**What you need to do:** Without including any image, retype the records word for word.

*****

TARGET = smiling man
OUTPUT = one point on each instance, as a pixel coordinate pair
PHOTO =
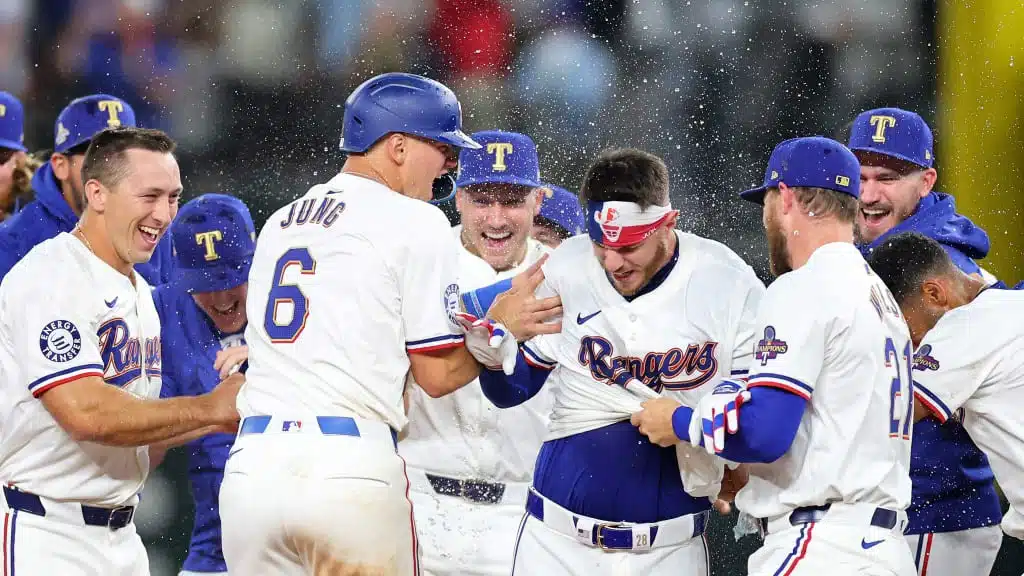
(203, 320)
(469, 462)
(954, 507)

*****

**Written reply:**
TARGET = smiling man
OUTPUT = one point on each instance, as a pixel coordinate pair
PHOTO =
(203, 320)
(469, 462)
(954, 507)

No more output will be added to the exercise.